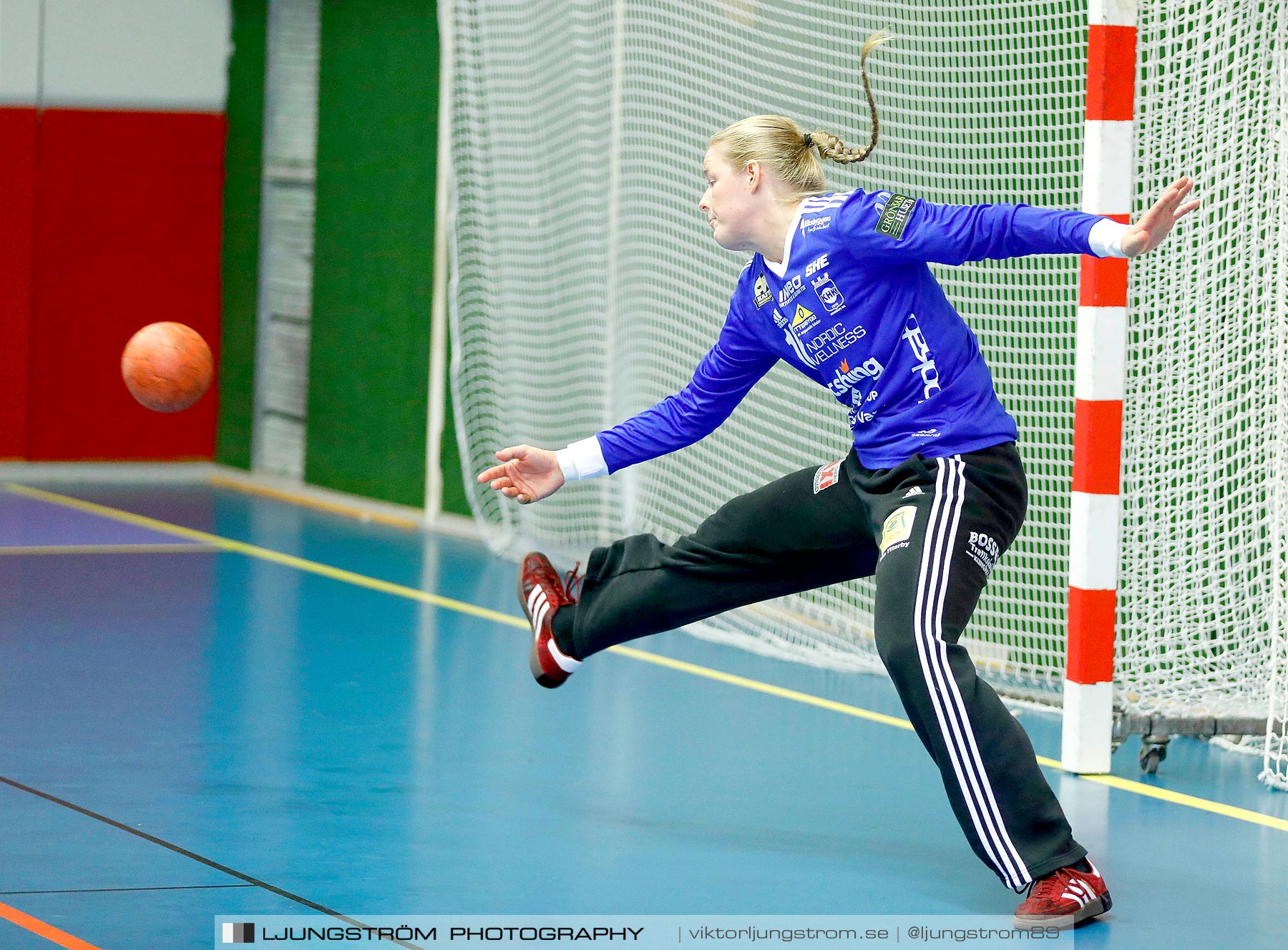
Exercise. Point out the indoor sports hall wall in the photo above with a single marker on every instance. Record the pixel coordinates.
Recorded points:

---

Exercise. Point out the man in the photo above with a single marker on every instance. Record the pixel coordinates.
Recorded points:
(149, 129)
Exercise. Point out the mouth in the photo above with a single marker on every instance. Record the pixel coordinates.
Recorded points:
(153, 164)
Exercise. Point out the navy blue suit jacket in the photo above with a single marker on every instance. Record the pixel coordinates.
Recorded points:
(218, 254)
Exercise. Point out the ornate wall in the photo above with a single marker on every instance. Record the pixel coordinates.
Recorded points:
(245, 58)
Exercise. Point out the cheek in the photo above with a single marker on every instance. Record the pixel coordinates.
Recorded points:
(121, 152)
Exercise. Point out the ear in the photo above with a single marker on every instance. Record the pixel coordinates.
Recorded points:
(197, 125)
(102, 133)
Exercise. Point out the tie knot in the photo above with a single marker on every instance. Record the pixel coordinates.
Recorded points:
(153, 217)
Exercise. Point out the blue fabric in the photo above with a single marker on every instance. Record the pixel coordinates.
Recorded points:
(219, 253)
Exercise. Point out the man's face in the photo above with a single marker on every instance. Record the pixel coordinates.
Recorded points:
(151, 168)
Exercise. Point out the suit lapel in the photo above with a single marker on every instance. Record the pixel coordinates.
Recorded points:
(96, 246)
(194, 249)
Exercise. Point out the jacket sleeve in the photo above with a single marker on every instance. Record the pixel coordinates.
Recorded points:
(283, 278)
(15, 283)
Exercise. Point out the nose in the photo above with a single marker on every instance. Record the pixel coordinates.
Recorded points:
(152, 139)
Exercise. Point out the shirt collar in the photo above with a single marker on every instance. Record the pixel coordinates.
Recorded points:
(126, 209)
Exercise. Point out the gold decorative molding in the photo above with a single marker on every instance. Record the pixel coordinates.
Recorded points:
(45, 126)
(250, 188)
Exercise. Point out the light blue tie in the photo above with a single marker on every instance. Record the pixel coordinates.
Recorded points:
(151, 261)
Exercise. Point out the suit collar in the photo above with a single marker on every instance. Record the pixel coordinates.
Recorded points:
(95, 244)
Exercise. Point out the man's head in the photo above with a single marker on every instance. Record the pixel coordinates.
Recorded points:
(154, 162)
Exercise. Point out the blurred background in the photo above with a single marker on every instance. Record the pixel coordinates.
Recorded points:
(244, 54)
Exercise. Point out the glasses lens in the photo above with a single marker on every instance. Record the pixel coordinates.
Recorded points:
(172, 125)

Work required —
Show each line of the listing above in which the word "blue" occurs.

Exercise solution —
Exercise. Point out the navy blue suit jacket in the photo above with a single marker on every instance. Record the pixel coordinates.
Exercise. Point out the blue fabric in the photo above with a single marker on every instance. Record the pixel coordinates.
Exercise. Point out the light blue tie in the photo above with a single marker on every instance. Record the pixel coordinates.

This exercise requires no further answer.